#### Goal of the exercise:
Copy the entries below word for word, beginning at their start and stopping after the line that contains "M 64 60 L 63". Omit the pictures from your copy.

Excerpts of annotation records

● ● ● ●

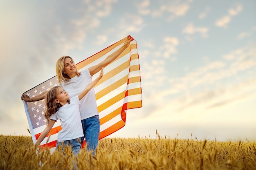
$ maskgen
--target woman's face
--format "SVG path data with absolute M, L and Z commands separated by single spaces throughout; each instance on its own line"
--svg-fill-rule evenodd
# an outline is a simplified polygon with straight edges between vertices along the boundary
M 64 60 L 63 73 L 68 75 L 72 75 L 76 72 L 76 66 L 70 58 L 67 57 Z

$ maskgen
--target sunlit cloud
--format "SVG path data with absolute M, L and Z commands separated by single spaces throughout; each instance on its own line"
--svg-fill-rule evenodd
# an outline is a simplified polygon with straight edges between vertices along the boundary
M 152 9 L 151 15 L 153 18 L 159 18 L 164 15 L 167 15 L 168 16 L 166 18 L 167 20 L 171 21 L 177 17 L 186 15 L 190 8 L 190 1 L 160 2 L 158 8 L 157 7 Z
M 209 29 L 206 27 L 195 27 L 193 23 L 189 23 L 186 26 L 182 31 L 182 33 L 192 35 L 195 33 L 199 33 L 203 38 L 208 37 L 207 34 Z
M 204 9 L 204 11 L 200 13 L 198 16 L 198 18 L 200 19 L 203 19 L 207 17 L 208 13 L 211 11 L 211 8 L 209 7 L 207 7 Z
M 231 21 L 231 18 L 233 16 L 237 15 L 242 11 L 243 6 L 238 4 L 236 7 L 231 8 L 228 11 L 227 15 L 221 17 L 215 22 L 215 25 L 218 27 L 227 28 L 228 24 Z
M 133 14 L 127 15 L 120 19 L 117 26 L 119 29 L 118 37 L 122 38 L 132 33 L 140 32 L 145 25 L 141 17 Z
M 147 15 L 150 12 L 150 10 L 148 7 L 150 5 L 149 0 L 144 0 L 141 3 L 136 3 L 136 7 L 138 9 L 139 13 L 143 15 Z
M 99 35 L 97 36 L 97 40 L 95 44 L 96 45 L 101 45 L 105 43 L 108 40 L 108 37 L 104 35 Z

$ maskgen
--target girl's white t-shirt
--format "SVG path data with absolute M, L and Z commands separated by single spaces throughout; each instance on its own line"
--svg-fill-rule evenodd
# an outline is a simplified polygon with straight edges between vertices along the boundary
M 88 68 L 81 71 L 81 73 L 79 77 L 76 76 L 70 79 L 68 82 L 61 82 L 62 87 L 70 97 L 78 95 L 92 82 L 92 77 Z M 81 120 L 99 115 L 94 88 L 92 88 L 80 102 L 79 110 Z
M 70 98 L 70 104 L 67 103 L 58 108 L 50 119 L 60 119 L 61 129 L 58 134 L 57 140 L 72 140 L 84 136 L 79 111 L 80 101 L 77 96 Z

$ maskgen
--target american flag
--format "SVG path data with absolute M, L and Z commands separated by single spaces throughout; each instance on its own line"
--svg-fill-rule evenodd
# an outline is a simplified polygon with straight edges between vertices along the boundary
M 76 66 L 79 71 L 102 61 L 119 49 L 126 38 L 78 63 Z M 97 76 L 95 75 L 93 78 Z M 33 97 L 49 91 L 58 84 L 57 77 L 54 76 L 23 94 Z M 135 40 L 131 42 L 129 46 L 117 59 L 104 68 L 104 75 L 94 86 L 94 90 L 99 113 L 100 139 L 125 126 L 128 109 L 142 106 L 139 55 Z M 44 116 L 45 100 L 30 103 L 23 101 L 23 103 L 34 144 L 46 126 Z M 61 129 L 58 120 L 40 146 L 48 147 L 54 150 L 58 132 Z

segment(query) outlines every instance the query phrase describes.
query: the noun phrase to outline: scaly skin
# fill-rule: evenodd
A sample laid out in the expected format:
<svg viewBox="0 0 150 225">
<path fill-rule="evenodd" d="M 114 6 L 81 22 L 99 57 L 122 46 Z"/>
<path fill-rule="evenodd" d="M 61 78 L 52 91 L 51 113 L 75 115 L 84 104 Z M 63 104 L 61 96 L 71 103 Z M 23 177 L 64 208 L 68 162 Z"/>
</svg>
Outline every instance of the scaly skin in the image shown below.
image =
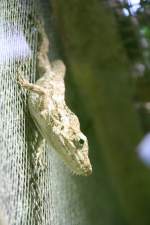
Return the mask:
<svg viewBox="0 0 150 225">
<path fill-rule="evenodd" d="M 41 24 L 39 35 L 41 43 L 37 59 L 42 77 L 31 84 L 18 76 L 18 82 L 30 90 L 29 110 L 42 137 L 74 174 L 88 176 L 92 173 L 88 141 L 80 130 L 77 116 L 65 103 L 65 65 L 61 60 L 50 63 L 47 55 L 49 42 Z"/>
</svg>

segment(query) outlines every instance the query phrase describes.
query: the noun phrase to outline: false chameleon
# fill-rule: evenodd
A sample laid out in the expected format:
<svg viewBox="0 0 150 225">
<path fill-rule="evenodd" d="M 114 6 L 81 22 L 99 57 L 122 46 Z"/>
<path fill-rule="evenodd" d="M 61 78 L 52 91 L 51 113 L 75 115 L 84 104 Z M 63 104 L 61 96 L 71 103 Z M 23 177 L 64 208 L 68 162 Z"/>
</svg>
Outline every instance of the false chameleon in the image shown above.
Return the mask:
<svg viewBox="0 0 150 225">
<path fill-rule="evenodd" d="M 65 103 L 65 65 L 61 60 L 49 61 L 49 41 L 43 28 L 39 35 L 37 60 L 42 76 L 31 84 L 18 75 L 18 83 L 30 91 L 29 111 L 48 145 L 58 152 L 74 174 L 88 176 L 92 173 L 88 141 L 80 130 L 77 116 Z"/>
</svg>

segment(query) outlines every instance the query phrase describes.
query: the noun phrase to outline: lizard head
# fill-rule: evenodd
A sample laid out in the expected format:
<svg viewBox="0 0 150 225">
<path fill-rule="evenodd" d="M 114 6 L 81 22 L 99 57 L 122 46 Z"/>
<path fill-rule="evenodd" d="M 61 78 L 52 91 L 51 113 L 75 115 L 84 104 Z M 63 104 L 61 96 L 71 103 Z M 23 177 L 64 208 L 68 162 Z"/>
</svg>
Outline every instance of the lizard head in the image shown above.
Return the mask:
<svg viewBox="0 0 150 225">
<path fill-rule="evenodd" d="M 88 140 L 80 130 L 77 116 L 67 108 L 61 110 L 57 122 L 53 131 L 57 134 L 57 149 L 61 150 L 59 153 L 65 164 L 76 175 L 90 175 L 92 166 L 88 157 Z"/>
</svg>

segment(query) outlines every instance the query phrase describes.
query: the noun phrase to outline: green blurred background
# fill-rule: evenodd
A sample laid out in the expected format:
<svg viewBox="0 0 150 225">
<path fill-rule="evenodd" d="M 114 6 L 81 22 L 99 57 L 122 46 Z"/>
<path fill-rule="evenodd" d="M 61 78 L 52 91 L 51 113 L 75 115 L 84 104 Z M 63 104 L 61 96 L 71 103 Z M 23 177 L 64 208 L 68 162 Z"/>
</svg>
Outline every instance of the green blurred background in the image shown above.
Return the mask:
<svg viewBox="0 0 150 225">
<path fill-rule="evenodd" d="M 150 129 L 150 1 L 52 8 L 66 99 L 89 139 L 93 174 L 77 178 L 89 224 L 149 225 L 150 159 L 138 146 Z"/>
</svg>

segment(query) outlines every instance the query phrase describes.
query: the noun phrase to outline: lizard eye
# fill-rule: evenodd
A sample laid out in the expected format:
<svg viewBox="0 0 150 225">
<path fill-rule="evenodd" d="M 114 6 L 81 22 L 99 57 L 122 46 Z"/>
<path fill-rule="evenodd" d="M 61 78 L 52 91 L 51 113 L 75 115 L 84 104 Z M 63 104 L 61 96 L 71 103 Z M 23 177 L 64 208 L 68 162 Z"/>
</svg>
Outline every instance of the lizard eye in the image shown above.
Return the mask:
<svg viewBox="0 0 150 225">
<path fill-rule="evenodd" d="M 84 140 L 83 140 L 82 138 L 80 138 L 80 140 L 79 140 L 79 144 L 80 144 L 81 146 L 83 146 L 83 144 L 84 144 Z"/>
</svg>

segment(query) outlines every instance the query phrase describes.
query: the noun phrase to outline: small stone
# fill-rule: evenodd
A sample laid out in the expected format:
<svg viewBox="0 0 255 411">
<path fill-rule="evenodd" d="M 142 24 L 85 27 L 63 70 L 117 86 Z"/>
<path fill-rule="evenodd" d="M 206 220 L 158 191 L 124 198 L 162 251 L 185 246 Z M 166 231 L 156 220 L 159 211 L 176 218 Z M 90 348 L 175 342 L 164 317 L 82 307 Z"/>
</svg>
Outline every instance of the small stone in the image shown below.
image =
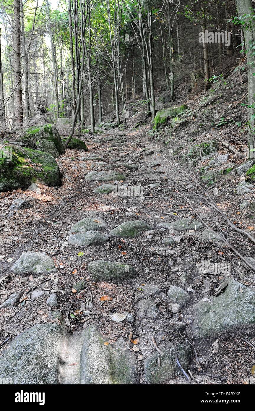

● ● ● ●

#### Solution below:
$ maskgen
--target woman's face
--format "SVG path data with absolute M, L and Z commands separated by single spaces throughout; each instance on its own line"
--svg-fill-rule evenodd
# an outline is a simplified polygon with straight edges between vertices along the boundary
M 64 60 L 63 73 L 68 75 L 72 75 L 76 72 L 76 66 L 70 58 L 67 57 Z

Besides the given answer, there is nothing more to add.